**Wybrany fragment**
Moją irytację związaną z odpuszczaniem kwalifikacji pierwszy raz wzbudził, o ile pamiętam, Hannawald, który w ten sposób chyba próbwał się znęcać nad rywalami bodaj w 2002 roku. Później taktyka była chętnie kontynuowana przez Austiaków, Ammanna i (również o ile pamiętam) Jandę w jego roku konia, kiedy rządzili w TCS wspólnie z Ahonenem.
Tak naprawdę to czekam z ogromnym utęsknieniem, kiedy wreszcie ktoś się na tej taktyce "pośliźnie". Największe szanse ma dziś Ammann, bo przy przeciętnym skoku może się do piątki farciarzy nie załapać.
:)
29.12.2010, 12:57
Oczywiście że system zezwalania na opuszczanie skoku jest w systemie KO bez sensu. Tacy skoczkowie powinni być potem wystawiani w pierwszych parach a nie w ostatnich lub po prostu dyskwalifikowani (skoro przestaje działać normalny system to PQ też powinnop nie działać)
Fan Sinkoveca
29.12.2010, 12:45
Ktoś zaczął dobrą dyskusję o związku opuszczania kwalifikacji z systemem rozgrywania T4S, ale został zaspamowany przez jakieś typy, których nikt o zdrowym umyśle wszystkich nie przeczyta. Poza tym nie wiem w jaki sposób są one komentarzem do 'newsa'.
daf
29.12.2010, 10:59
Paradoskalnie, z naszych skoczków największym wyganym kwalifikacji może okazać się Bachleda, bo nie dość że skacze pod koniec serii to jeszcze ma w parze młokosa, który skacze wprawdzie świetnie, ale jak jest odporny psychicznie dowiemy się dopiero w konkursie.
Małysz wejdzie do II serii nawet (odpukać) jako LL, Stoch też sobie powinien poradzić. Kubacki i Hula mają szanse w okolicach 50% - zadecydują niuanse i dyspozycja dnia, bo rywali mają w zasięgu.
Jeszcze co do Bachledy - jeśli skoczy powyżej punktu K i dość wysoko podniesie poprzeczkę młodemu Niemcowi, to ma spore szanse na II serię.
daf
29.12.2010, 10:54
@ :)
Zgadza się. Niestety pokutuje za swoją prostolinijność i szczerość.
:)
29.12.2010, 10:28
Ale Małysz powinien uważać na takie mendy dziennikarskie i to co do nich mówi a najlepiej olać ich
daf
29.12.2010, 10:24
PS. Jako żywo przypomina to sytuację z Kruczkiem i "historycznym" wyczynem w Engelbergu.
daf
29.12.2010, 10:23
@ :)

**Krótkie zadanie 1**
Przepisz dokładnie z wybranego fragmentu tekst od "Tak naprawdę to" do "powinnop nie działać)".
**Krótkie zadanie 2**
Przełóż na angielski to zdanie z wybranego fragmentu: „Jeszcze co do Bachledy - jeśli skoczy powyżej punktu K i dość wysoko podniesie poprzeczkę młodemu Niemcowi, to ma spore szanse na II serię.”
**Krótkie zadanie 3**
Streść wybrany fragment w dwóch zdaniach.

**Pokazany materiał**

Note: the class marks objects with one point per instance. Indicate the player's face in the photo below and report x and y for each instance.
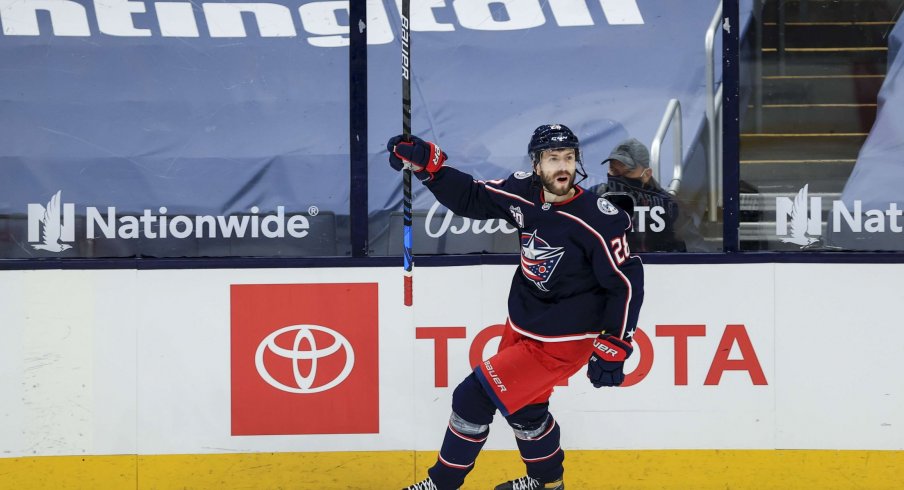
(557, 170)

...

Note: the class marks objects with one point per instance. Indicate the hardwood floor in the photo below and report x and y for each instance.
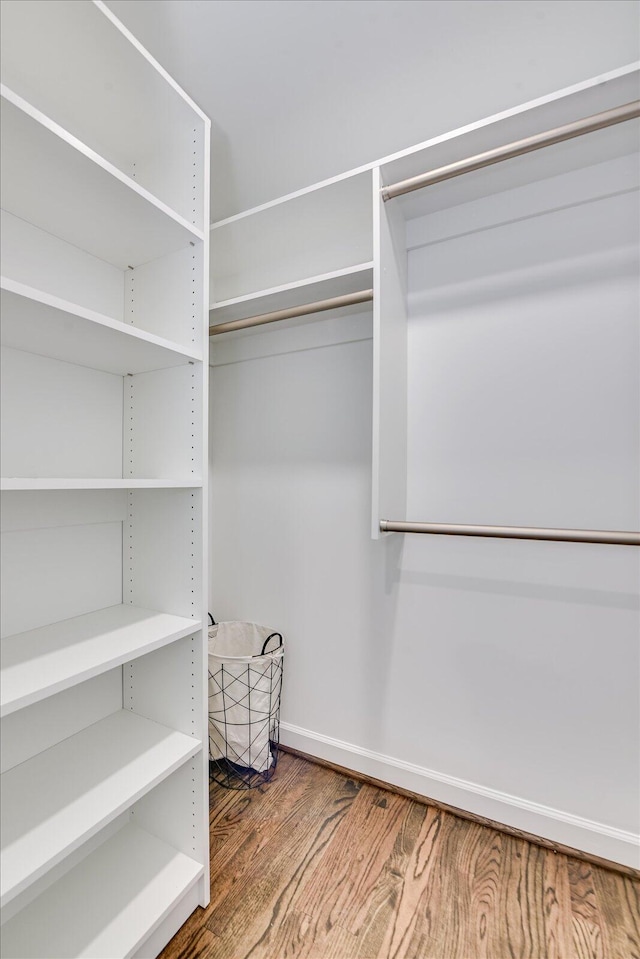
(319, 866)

**Przykładowa odpowiedź 1**
Tak naprawdę to czekam z ogromnym utęsknieniem, kiedy wreszcie ktoś się na tej taktyce "pośliźnie". Największe szanse ma dziś Ammann, bo przy przeciętnym skoku może się do piątki farciarzy nie załapać.
:)
29.12.2010, 12:57
Oczywiście że system zezwalania na opuszczanie skoku jest w systemie KO bez sensu. Tacy skoczkowie powinni być potem wystawiani w pierwszych parach a nie w ostatnich lub po prostu dyskwalifikowani (skoro przestaje działać normalny system to PQ też powinnop nie działać)

**Przykładowa odpowiedź 2**
One more thing about Bachleda: if he jumps beyond the K-point and sets the bar fairly high for the young German, he has a good chance of making the second round.

**Przykładowa odpowiedź 3**
Komentujący narzekają na odpuszczanie kwalifikacji przez niektórych skoczków, a jeden z nich uważa, że w systemie KO zezwalanie na opuszczenie skoku nie ma sensu. Inny ocenia szanse Polaków: Małysz i Stoch powinni wejść do II serii, Kubacki i Hula mają około 50%, a Bachleda może być największym wygranym kwalifikacji.